TASK OBJECTIVE | Count the lines in the data below that contain the string "green", where upper and lower case must match. Reply with the number only.

Excerpts of bounding box data:

══════

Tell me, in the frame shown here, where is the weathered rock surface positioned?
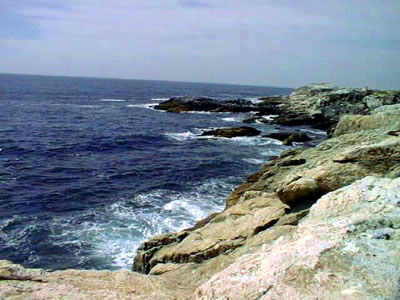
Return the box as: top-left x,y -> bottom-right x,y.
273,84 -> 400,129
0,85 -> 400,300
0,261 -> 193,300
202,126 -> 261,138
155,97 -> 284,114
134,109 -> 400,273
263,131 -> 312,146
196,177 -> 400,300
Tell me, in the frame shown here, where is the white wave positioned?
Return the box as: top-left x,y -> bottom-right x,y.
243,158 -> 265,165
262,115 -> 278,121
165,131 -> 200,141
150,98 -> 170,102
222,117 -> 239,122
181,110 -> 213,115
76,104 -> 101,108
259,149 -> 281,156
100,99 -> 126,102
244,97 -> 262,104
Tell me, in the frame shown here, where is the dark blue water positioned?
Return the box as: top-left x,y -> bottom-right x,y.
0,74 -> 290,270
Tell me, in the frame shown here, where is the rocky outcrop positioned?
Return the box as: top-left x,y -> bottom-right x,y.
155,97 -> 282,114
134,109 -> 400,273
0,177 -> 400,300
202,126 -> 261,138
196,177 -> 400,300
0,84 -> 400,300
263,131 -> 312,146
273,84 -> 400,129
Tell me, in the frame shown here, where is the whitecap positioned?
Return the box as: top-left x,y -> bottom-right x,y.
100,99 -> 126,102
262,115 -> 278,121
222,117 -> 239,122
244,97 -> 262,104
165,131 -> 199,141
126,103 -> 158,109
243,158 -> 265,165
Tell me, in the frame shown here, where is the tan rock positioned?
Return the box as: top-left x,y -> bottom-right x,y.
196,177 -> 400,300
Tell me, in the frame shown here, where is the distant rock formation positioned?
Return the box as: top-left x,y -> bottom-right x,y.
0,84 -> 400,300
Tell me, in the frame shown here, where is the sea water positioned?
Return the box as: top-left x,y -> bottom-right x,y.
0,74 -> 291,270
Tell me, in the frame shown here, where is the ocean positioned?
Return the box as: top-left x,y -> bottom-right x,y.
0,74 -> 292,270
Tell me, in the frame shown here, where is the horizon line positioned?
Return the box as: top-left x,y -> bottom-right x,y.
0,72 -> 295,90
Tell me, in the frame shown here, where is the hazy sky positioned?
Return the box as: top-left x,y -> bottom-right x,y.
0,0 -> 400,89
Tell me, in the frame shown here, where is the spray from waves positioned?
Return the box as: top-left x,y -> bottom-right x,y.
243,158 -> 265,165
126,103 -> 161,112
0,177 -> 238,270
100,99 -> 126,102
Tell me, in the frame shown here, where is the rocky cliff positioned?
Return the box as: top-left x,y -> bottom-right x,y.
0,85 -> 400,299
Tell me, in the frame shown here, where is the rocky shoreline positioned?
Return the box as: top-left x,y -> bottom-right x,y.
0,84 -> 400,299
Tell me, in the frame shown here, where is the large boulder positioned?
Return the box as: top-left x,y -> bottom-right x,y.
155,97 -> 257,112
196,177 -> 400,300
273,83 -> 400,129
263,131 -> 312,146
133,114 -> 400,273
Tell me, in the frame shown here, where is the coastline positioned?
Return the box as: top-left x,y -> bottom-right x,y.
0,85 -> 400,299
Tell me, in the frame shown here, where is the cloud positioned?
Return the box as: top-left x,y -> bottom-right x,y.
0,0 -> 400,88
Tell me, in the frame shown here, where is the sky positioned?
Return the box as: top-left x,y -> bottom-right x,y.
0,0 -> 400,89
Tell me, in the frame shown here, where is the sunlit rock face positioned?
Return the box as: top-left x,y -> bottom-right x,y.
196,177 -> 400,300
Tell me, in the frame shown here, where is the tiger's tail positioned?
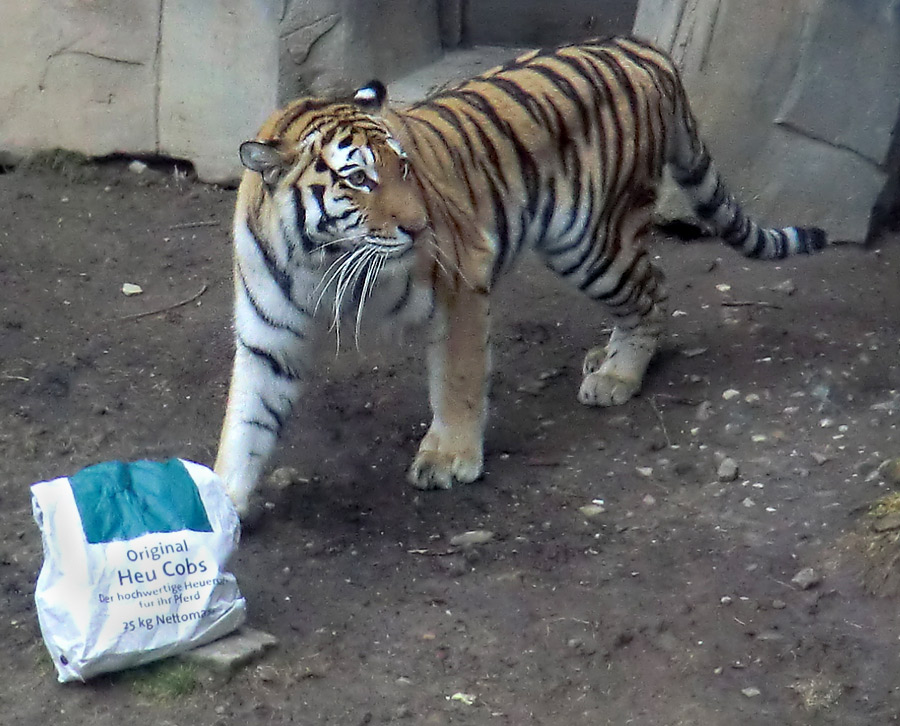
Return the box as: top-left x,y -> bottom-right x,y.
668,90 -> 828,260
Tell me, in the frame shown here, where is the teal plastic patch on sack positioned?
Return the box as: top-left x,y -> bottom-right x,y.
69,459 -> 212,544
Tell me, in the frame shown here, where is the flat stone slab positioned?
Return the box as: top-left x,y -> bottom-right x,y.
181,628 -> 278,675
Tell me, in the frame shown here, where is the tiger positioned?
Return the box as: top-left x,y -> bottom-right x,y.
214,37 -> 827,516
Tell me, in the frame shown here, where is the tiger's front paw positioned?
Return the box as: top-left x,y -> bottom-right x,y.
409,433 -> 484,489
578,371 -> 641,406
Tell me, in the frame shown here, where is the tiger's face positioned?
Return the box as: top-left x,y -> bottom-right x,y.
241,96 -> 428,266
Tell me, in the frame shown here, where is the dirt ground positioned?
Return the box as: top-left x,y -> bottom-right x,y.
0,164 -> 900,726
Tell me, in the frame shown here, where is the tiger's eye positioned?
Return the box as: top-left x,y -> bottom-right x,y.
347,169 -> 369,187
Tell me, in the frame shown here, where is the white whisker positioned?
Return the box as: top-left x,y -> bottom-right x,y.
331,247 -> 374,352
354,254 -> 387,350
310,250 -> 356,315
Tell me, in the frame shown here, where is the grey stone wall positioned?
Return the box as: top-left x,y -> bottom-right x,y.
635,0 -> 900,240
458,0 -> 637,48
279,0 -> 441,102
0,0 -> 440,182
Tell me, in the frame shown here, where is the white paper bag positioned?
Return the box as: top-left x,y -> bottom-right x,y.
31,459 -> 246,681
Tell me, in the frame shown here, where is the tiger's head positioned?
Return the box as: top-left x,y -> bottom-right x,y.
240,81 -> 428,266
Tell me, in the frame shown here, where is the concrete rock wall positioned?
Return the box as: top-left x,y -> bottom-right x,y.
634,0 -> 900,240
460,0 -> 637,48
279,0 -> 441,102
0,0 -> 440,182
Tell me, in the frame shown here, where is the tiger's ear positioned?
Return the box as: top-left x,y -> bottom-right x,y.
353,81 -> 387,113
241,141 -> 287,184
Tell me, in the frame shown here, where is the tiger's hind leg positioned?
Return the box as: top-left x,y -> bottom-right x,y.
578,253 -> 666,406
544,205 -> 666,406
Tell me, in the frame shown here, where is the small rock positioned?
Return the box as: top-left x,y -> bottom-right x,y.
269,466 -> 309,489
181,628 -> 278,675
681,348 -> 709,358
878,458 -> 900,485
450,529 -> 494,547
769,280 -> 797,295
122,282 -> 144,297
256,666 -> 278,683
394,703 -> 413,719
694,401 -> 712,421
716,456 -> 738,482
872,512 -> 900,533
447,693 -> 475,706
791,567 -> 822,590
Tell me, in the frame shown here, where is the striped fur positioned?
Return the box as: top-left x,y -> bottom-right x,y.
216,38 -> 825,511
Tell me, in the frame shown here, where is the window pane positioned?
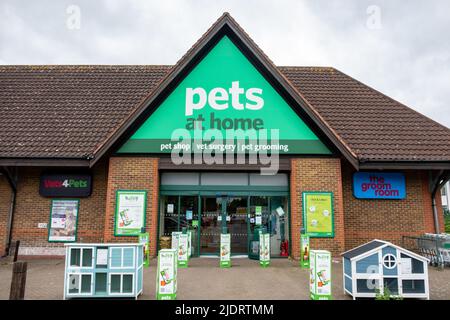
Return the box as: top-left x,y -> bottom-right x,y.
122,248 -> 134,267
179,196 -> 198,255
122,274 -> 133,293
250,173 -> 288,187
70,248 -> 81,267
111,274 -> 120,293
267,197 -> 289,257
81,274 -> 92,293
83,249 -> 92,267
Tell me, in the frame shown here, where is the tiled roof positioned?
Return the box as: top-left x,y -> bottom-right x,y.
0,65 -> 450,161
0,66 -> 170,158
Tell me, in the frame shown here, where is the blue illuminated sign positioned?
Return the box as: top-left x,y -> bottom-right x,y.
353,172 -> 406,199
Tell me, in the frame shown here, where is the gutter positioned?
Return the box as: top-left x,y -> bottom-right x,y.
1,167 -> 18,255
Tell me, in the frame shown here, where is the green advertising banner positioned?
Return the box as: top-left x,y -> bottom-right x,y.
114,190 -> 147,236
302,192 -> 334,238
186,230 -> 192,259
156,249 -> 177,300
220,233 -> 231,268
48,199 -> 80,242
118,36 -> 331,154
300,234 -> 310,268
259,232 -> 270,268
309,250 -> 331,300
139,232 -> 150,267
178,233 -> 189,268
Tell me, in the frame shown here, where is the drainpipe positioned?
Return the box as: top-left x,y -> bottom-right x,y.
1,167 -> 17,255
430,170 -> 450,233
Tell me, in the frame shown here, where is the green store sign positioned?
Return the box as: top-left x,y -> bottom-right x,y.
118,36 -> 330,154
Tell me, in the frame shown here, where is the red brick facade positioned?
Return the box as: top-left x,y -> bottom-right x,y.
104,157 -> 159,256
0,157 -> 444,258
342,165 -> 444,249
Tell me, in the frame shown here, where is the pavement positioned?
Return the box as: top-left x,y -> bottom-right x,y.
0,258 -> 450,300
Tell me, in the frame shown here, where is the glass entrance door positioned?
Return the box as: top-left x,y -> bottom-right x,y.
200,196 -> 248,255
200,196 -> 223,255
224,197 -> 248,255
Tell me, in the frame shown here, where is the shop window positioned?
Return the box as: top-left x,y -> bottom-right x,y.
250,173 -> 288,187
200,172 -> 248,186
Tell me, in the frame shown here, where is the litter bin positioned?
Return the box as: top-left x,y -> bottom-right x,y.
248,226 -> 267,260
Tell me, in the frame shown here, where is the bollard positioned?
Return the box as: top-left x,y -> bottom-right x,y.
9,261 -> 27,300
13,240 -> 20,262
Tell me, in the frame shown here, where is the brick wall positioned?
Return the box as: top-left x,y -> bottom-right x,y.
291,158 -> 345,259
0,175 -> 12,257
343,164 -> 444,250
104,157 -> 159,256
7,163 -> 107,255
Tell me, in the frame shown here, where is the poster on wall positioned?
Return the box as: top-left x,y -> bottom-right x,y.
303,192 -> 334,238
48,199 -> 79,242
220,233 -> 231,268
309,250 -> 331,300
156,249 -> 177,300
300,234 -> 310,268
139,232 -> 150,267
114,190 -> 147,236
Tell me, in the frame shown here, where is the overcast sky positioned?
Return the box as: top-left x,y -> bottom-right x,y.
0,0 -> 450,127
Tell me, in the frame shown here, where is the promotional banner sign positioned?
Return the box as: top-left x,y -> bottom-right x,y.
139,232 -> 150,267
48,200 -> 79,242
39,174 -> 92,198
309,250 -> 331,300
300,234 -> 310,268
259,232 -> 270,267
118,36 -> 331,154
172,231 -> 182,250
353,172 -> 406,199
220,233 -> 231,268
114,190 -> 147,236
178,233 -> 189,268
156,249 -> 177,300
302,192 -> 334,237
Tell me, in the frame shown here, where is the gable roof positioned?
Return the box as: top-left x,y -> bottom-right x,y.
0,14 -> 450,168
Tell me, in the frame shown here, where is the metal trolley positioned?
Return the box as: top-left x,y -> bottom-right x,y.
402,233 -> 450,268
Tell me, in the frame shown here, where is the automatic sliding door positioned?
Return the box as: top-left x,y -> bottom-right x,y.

══════

WRITTEN RESPONSE | 2